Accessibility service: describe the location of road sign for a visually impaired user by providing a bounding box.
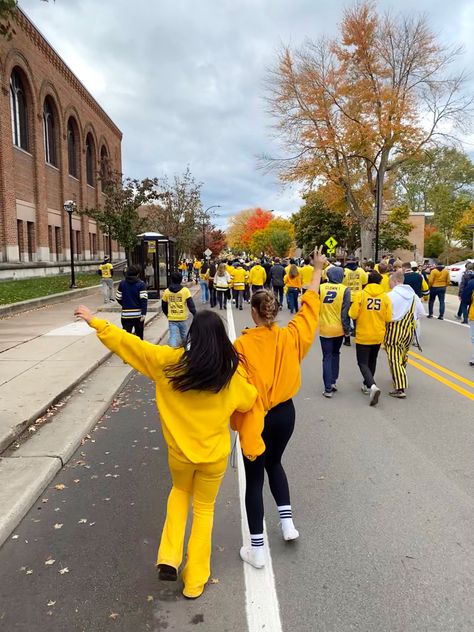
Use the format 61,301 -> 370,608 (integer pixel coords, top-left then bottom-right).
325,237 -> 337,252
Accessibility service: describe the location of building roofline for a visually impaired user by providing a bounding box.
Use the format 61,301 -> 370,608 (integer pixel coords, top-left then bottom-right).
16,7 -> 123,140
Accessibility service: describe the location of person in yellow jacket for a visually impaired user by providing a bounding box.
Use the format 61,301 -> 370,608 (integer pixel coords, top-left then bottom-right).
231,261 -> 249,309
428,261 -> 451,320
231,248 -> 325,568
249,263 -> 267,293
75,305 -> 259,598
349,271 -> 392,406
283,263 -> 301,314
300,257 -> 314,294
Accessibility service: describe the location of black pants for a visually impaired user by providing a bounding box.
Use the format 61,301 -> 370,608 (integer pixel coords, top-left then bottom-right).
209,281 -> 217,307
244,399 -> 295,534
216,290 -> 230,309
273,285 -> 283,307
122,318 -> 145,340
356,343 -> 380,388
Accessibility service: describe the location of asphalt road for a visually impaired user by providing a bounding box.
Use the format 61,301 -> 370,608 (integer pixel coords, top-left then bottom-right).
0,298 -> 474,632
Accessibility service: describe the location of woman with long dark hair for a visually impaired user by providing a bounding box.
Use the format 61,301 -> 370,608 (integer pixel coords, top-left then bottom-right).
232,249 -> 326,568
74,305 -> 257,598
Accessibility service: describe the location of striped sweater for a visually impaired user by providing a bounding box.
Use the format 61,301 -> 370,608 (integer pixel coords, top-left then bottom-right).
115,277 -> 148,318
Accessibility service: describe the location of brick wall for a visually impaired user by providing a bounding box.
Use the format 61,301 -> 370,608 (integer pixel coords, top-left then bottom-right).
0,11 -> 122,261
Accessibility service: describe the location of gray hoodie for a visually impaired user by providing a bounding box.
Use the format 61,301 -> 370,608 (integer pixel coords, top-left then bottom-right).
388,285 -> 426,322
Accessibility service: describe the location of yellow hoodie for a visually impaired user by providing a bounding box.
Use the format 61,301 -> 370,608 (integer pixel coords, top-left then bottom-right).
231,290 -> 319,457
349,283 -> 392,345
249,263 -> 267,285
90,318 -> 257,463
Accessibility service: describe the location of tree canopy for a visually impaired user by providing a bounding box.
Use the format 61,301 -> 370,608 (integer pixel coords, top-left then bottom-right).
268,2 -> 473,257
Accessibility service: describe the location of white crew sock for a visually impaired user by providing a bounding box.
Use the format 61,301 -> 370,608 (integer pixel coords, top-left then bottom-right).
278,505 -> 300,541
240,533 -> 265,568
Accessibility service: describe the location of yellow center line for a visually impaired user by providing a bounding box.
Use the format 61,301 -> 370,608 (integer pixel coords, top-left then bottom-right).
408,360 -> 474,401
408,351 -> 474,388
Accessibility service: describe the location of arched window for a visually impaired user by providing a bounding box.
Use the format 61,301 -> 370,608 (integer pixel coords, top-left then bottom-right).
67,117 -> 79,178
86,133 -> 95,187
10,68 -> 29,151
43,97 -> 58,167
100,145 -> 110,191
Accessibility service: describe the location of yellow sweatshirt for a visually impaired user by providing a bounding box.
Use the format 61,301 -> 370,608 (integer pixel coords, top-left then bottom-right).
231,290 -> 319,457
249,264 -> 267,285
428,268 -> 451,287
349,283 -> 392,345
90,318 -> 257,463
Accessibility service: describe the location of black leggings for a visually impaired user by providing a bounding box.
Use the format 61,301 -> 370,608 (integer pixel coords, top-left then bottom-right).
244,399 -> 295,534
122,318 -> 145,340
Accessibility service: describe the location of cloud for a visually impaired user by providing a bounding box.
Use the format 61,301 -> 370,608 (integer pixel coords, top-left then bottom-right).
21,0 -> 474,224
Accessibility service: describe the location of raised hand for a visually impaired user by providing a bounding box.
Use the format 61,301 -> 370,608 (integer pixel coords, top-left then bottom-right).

• _Instructions for the task_: Render the lines above as a Markdown table with the columns Row and Line text, numbering each row and skipping any blank lines. Leave the pictures out.

• _Solution to this exercise_:
| Row | Line text |
|---|---|
| 1 | Accessibility service: describe the location of road sign for a visually impaired user by providing a bounding box. |
| 2 | Use the format 61,301 -> 370,608 (integer pixel coords, top-left then bottom-right). |
| 3 | 325,237 -> 337,252 |
| 4 | Accessibility service: describe the location of building roofline for a visually impaired user by providing a bounding box. |
| 5 | Use the format 61,301 -> 370,608 (integer pixel coords, top-left then bottom-right). |
| 6 | 16,7 -> 123,140 |
| 7 | Accessibility service: describe the location of person in yellow jacket for a visually impaired user by providing a bounding box. |
| 8 | Use the format 61,301 -> 370,608 (integer pixel coords, top-left then bottom-right). |
| 9 | 231,261 -> 249,309 |
| 10 | 428,261 -> 451,320 |
| 11 | 231,248 -> 325,568 |
| 12 | 249,263 -> 267,293 |
| 13 | 75,305 -> 259,598 |
| 14 | 349,271 -> 392,406 |
| 15 | 283,263 -> 301,314 |
| 16 | 300,257 -> 314,294 |
| 17 | Accessibility service: describe the location of black pants for a visually impaired user by providing a bounding box. |
| 18 | Use the format 61,301 -> 370,608 (integer pixel coords, top-left then bottom-right). |
| 19 | 209,281 -> 217,307 |
| 20 | 244,399 -> 295,534 |
| 21 | 216,290 -> 230,309 |
| 22 | 273,285 -> 283,307 |
| 23 | 122,318 -> 145,340 |
| 24 | 356,343 -> 380,388 |
| 25 | Accessibility service: describe the location of asphalt road for a visually impaired user by providing a bounding box. |
| 26 | Use the format 61,301 -> 370,608 (integer pixel coords, top-left then bottom-right). |
| 27 | 0,298 -> 474,632 |
| 28 | Accessibility service: describe the location of woman with long dark hair for a visually impaired user by providing a bounding box. |
| 29 | Use the format 61,301 -> 370,608 (integer pixel coords, top-left then bottom-right). |
| 30 | 232,249 -> 326,568 |
| 31 | 74,305 -> 257,598 |
| 32 | Accessibility service: describe the location of striped sweater for a visually impaired user by providing a bounding box. |
| 33 | Use the format 61,301 -> 370,608 (integer pixel coords, top-left then bottom-right). |
| 34 | 115,277 -> 148,318 |
| 35 | Accessibility service: describe the location of brick wall for a visually impaired user by providing a bounding box. |
| 36 | Use the format 61,301 -> 370,608 (integer pixel coords, top-left then bottom-right). |
| 37 | 0,11 -> 122,261 |
| 38 | Accessibility service: describe the location of gray hoodie for a visually impaired user by providing a bounding box. |
| 39 | Use the format 61,301 -> 370,608 (integer pixel coords, top-left then bottom-right). |
| 40 | 388,285 -> 426,322 |
| 41 | Accessibility service: describe the location of yellow hoodie for a visually impaired user by providing a bounding box. |
| 42 | Use the format 61,301 -> 370,608 (integer pixel coords, top-left then bottom-right). |
| 43 | 231,290 -> 319,457 |
| 44 | 349,283 -> 392,345 |
| 45 | 249,263 -> 267,285 |
| 46 | 90,318 -> 257,463 |
| 47 | Accessibility service: describe the location of tree canopy for a visually impaired user by providing a bounding box. |
| 48 | Use the format 61,301 -> 370,608 (integer pixel coords, top-left then bottom-right). |
| 49 | 268,2 -> 473,257 |
| 50 | Accessibility service: describe the location of white crew sock for a visually impaired user by providing a bounding box. |
| 51 | Use the format 61,301 -> 370,608 (integer pixel coords, top-left then bottom-right). |
| 52 | 278,505 -> 300,541 |
| 53 | 240,533 -> 265,568 |
| 54 | Accessibility service: describe the location of yellow center line for a visually impaired user by providing a bounding box. |
| 55 | Use the format 61,301 -> 370,608 (integer pixel coords, top-left then bottom-right). |
| 56 | 408,360 -> 474,401 |
| 57 | 408,351 -> 474,388 |
| 58 | Accessibility service: describe the location of arched window for a visually impaired user by providing a bounding box. |
| 59 | Use the format 61,301 -> 370,608 (integer pixel coords, top-left then bottom-right). |
| 60 | 67,117 -> 79,178 |
| 61 | 86,133 -> 95,187 |
| 62 | 10,68 -> 29,151 |
| 63 | 43,97 -> 58,167 |
| 64 | 100,145 -> 110,191 |
| 65 | Accessibility service: describe the location of yellow sweatshirt for a visually impaired user by providing a bounding box. |
| 66 | Use the format 61,301 -> 370,608 (integer pixel coords, top-left then bottom-right). |
| 67 | 231,290 -> 319,457 |
| 68 | 249,264 -> 267,285 |
| 69 | 428,268 -> 451,287 |
| 70 | 349,283 -> 392,345 |
| 71 | 90,318 -> 257,463 |
| 72 | Accessibility service: describe the location of black leggings for a visually impaired user by providing a bounding box. |
| 73 | Use the format 61,301 -> 370,608 (integer pixel coords, top-left then bottom-right). |
| 74 | 244,399 -> 295,534 |
| 75 | 122,318 -> 145,340 |
| 76 | Accessibility service: describe the location of cloud for a visually impaired user by providing a bounding box. |
| 77 | Use the format 61,301 -> 370,608 (integer pixel coords, top-left then bottom-right). |
| 78 | 21,0 -> 474,224 |
| 79 | Accessibility service: describe the location of raised hand for a visually impaired user by providing a bounding box. |
| 80 | Use the format 61,301 -> 370,608 (integer pixel coords, top-left then bottom-right). |